- _Problem statement_
Write out, unchanged, the lines from the one holding "area and record the coordinates." to the close of the listing. Both the first and last lines belong in it.

- _Data supplied_
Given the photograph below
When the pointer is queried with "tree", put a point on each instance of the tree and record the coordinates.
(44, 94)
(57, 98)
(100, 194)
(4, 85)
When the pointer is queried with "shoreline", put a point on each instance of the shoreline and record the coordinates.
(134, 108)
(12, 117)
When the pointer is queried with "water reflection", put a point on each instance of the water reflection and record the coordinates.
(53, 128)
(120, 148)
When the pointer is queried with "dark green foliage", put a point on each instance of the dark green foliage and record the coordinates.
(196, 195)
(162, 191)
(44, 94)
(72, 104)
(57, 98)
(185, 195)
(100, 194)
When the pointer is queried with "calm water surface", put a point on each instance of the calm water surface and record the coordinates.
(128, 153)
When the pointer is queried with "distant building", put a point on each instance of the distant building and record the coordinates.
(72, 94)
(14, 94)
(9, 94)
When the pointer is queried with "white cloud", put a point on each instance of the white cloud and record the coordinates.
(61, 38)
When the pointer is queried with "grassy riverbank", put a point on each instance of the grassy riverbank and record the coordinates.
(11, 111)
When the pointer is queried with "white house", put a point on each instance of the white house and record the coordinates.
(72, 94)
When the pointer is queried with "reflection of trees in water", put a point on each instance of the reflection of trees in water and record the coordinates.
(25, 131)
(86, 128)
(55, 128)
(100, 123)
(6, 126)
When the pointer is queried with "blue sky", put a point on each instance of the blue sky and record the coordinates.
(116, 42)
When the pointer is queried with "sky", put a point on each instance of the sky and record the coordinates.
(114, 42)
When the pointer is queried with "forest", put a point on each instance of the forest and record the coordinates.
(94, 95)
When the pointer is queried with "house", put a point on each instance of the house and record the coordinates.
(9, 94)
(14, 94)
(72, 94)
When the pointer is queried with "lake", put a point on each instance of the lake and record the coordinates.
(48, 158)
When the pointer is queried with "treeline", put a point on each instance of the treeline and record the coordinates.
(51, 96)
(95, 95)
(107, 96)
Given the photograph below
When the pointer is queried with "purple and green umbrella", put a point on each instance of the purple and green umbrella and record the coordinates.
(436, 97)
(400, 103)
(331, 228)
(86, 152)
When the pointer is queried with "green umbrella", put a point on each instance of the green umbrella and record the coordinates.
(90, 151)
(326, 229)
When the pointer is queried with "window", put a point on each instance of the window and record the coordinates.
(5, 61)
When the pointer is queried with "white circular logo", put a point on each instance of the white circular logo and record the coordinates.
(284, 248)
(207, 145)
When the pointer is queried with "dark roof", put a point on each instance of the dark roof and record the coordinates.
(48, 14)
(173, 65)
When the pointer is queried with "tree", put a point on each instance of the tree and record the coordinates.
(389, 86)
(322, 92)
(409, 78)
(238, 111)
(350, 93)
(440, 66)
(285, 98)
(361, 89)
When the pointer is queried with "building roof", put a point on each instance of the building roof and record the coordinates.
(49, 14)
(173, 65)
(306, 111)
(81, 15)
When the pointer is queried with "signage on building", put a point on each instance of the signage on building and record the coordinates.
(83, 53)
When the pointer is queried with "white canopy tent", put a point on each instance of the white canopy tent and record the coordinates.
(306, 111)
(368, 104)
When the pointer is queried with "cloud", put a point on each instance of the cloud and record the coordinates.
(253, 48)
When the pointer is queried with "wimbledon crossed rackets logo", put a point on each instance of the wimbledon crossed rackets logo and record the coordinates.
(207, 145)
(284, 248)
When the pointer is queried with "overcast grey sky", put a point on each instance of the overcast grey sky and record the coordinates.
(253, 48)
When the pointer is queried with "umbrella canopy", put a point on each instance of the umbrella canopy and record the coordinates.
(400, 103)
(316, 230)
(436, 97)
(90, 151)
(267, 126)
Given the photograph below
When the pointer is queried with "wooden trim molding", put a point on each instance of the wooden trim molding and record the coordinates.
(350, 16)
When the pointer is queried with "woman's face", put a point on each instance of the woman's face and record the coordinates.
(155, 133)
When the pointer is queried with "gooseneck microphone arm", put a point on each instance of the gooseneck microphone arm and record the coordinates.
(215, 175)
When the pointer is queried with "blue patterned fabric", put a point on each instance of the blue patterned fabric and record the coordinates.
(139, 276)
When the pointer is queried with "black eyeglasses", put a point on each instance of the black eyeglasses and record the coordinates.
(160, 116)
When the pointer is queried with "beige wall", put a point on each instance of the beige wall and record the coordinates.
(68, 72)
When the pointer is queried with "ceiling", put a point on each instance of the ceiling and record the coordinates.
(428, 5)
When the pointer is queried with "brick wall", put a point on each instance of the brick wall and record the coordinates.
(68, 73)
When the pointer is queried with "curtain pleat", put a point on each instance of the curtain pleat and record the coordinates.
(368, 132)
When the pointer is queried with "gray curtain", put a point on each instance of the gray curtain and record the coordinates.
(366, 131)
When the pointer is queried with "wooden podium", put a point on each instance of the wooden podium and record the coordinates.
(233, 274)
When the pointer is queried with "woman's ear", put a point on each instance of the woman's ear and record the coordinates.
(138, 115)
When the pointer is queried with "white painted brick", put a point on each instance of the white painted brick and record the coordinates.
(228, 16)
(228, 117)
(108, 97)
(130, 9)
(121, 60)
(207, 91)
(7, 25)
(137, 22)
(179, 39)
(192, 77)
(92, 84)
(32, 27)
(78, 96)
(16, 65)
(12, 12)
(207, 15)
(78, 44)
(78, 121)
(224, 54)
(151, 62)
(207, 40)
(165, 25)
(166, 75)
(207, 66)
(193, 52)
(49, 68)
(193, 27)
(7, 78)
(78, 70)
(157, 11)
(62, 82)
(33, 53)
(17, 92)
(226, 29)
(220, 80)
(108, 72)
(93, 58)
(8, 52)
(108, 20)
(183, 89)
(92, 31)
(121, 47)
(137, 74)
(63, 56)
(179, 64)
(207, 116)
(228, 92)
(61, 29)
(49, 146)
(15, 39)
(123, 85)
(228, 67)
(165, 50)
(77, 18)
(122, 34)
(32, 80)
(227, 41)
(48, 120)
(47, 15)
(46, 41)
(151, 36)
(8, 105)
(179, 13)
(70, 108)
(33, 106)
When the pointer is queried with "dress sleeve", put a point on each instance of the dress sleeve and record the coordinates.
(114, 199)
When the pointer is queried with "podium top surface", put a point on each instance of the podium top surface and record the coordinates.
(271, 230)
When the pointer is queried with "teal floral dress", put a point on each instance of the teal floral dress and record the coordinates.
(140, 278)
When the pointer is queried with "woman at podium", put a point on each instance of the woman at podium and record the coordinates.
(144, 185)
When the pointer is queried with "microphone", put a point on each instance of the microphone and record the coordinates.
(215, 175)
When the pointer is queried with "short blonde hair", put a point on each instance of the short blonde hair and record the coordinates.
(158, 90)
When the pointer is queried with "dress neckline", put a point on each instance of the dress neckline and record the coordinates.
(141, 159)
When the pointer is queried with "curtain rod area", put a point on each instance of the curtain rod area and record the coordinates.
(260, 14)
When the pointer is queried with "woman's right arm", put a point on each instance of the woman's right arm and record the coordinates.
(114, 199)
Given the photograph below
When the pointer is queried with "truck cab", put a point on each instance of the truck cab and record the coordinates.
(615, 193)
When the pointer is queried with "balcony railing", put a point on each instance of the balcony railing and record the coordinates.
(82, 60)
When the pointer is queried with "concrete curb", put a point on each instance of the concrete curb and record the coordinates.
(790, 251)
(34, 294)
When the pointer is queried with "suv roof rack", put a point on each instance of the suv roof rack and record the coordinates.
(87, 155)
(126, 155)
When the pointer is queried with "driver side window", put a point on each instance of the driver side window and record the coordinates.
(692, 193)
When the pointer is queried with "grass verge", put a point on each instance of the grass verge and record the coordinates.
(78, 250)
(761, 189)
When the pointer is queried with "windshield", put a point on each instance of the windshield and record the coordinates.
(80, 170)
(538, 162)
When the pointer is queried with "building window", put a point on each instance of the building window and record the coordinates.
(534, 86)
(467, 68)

- _Output_
When the pointer is queried with "curtain rod area", put a point on each instance of the curtain rod area and record the coordinates.
(260, 14)
When the pointer is queried with "woman's right arm", put a point on each instance of the woman's right arm and record the coordinates.
(114, 199)
Given the photograph below
When the pointer is queried with "truck cab", put a point on each instance of the truck cab and record the coordinates.
(615, 193)
When the pointer is queried with "balcony railing", put a point on each instance of the balcony railing and record the coordinates.
(82, 60)
When the pointer is queried with "concrete curb", put a point on each instance of the concrete curb and record the coordinates.
(790, 251)
(34, 294)
When the pointer is queried with "suv roof rack", put a point on each instance of the suv roof rack and record the coordinates.
(87, 155)
(126, 155)
When the pointer is queried with "driver side window", put a point on each instance of the driver side window and record the coordinates.
(692, 193)
When the pointer is queried with "grass verge", put a point on each instance of the grass verge and record the coordinates.
(78, 250)
(761, 189)
When the pointer is queried with "windshield", put a point on each instance of the windshield and record the coordinates.
(80, 170)
(538, 162)
When the pointer is queried with "building window", put a point on each instance of the building window and record the coordinates.
(534, 86)
(467, 68)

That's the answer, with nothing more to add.